§ **Assigned task**: Find the line in the material below that contains "Task: mark the short", then give it again, with all later lines, exactly as shown.
· · ·
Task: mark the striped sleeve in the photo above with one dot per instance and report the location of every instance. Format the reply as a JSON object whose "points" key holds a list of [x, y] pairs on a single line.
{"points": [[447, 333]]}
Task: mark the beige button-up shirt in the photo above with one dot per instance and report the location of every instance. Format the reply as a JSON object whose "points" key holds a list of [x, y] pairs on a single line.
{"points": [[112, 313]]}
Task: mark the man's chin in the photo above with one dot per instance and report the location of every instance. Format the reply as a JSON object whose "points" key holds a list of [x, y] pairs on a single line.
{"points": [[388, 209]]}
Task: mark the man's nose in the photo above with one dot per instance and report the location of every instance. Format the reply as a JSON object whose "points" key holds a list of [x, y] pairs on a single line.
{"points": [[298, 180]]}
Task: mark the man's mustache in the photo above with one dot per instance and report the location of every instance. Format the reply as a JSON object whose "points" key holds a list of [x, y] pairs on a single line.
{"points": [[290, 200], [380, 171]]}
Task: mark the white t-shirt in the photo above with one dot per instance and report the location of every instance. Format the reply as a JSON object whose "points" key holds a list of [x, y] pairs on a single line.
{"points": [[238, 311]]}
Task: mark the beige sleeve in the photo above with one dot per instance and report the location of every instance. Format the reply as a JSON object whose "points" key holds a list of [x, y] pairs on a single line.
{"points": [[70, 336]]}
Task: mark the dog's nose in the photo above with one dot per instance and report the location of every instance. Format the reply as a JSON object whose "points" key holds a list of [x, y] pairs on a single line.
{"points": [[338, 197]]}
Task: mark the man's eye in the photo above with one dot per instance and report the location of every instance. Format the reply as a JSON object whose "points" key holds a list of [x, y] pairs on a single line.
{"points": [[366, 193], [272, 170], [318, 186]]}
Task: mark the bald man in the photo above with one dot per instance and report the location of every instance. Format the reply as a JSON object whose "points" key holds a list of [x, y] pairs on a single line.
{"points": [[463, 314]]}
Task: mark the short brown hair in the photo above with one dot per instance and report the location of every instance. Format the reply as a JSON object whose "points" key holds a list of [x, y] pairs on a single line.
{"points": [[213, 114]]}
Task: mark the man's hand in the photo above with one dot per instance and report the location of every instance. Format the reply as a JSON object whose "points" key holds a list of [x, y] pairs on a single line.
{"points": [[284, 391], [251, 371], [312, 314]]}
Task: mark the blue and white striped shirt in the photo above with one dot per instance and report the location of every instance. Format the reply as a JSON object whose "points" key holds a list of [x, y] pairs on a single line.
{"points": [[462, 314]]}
· · ·
§ **Solution to this problem**:
Task: mark the short brown hair in the photo above with one dot per instance and report the location of every instance. Format the reply as a JSON object whose "points" key holds a list of [x, y] pairs on a single line.
{"points": [[213, 114]]}
Task: mark the man's hand in the photo above with one dot per instance and report the location of every instance. Format the reply as a JSON object whose "points" key holds a list of [x, y] pairs on a single line.
{"points": [[284, 391], [251, 371], [312, 314]]}
Task: mark the blue and white striped shirt in the photo above with one dot per instance and report the location of every instance. Format the reply as a JSON object whose "points" key holds a list of [x, y] pairs on a single line.
{"points": [[462, 314]]}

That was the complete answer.